### Problem to solve
Can you retype every record below exactly as written?
** START Available records **
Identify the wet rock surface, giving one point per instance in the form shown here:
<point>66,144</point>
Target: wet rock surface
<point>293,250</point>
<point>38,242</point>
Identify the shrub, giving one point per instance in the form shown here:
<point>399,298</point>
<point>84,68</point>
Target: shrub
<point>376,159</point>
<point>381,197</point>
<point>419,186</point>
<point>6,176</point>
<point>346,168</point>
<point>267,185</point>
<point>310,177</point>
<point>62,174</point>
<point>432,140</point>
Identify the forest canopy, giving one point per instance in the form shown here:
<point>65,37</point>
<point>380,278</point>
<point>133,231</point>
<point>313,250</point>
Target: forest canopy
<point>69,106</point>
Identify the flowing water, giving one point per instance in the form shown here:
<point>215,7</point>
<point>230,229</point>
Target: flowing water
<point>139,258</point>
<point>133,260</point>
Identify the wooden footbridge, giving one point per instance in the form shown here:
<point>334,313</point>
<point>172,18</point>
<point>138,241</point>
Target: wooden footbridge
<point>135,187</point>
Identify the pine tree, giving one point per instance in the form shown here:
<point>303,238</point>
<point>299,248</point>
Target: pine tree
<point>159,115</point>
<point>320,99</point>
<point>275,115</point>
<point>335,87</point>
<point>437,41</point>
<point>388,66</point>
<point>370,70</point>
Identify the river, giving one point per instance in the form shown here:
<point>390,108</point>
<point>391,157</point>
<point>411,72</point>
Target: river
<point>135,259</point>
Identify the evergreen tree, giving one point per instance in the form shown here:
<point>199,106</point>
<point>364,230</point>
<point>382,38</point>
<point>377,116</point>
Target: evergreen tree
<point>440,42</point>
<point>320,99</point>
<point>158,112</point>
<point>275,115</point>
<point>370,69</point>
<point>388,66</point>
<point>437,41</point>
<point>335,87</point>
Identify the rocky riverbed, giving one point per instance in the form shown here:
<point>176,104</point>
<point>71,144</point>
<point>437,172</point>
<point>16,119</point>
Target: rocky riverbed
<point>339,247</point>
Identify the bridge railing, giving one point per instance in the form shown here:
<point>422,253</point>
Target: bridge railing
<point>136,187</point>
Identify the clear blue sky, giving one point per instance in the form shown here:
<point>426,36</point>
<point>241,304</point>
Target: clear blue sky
** END Available records **
### Solved problem
Identify the wet rock surface, giving one point per instance in the form shown here:
<point>66,144</point>
Target: wet rock surface
<point>293,250</point>
<point>38,242</point>
Identify the shrub, giving one point per instance in the form shown here:
<point>399,298</point>
<point>84,68</point>
Target: shrub
<point>376,159</point>
<point>381,197</point>
<point>419,186</point>
<point>6,176</point>
<point>346,168</point>
<point>267,185</point>
<point>310,177</point>
<point>62,174</point>
<point>432,140</point>
Identify the forest canopy, giving one point per instance in the form shown here:
<point>65,37</point>
<point>380,278</point>
<point>133,231</point>
<point>313,250</point>
Target: forest canopy
<point>69,106</point>
Identify the flowing water, giving one point per instance in the form shown here:
<point>215,7</point>
<point>230,229</point>
Target: flowing water
<point>139,258</point>
<point>133,260</point>
Identify the wooden footbridge, giving one point per instance in the form shown here:
<point>334,313</point>
<point>172,18</point>
<point>138,241</point>
Target: wooden footbridge
<point>135,187</point>
Identify the pine tree, giving one point per instance in the form shown here:
<point>303,238</point>
<point>299,248</point>
Target: pine tree
<point>159,115</point>
<point>320,99</point>
<point>275,115</point>
<point>335,87</point>
<point>437,41</point>
<point>388,66</point>
<point>370,70</point>
Identify the river, giving one point per instance in the form shown here:
<point>390,108</point>
<point>391,157</point>
<point>411,72</point>
Target: river
<point>135,259</point>
Identify the evergreen tree, giving one point per instance in the form shown here:
<point>199,106</point>
<point>364,230</point>
<point>382,38</point>
<point>377,116</point>
Target: evergreen tree
<point>440,42</point>
<point>320,99</point>
<point>158,112</point>
<point>275,115</point>
<point>370,69</point>
<point>388,66</point>
<point>437,41</point>
<point>335,87</point>
Identify the rocky riverbed, giving one point per instance in the form shown here:
<point>176,104</point>
<point>71,144</point>
<point>437,172</point>
<point>16,119</point>
Target: rocky riverbed
<point>339,247</point>
Identify the bridge railing, giving one point per instance in the form shown here:
<point>422,253</point>
Target: bridge railing
<point>136,187</point>
Identify the clear blue sky, giving one point per instance in the form shown here:
<point>426,36</point>
<point>241,304</point>
Target: clear blue sky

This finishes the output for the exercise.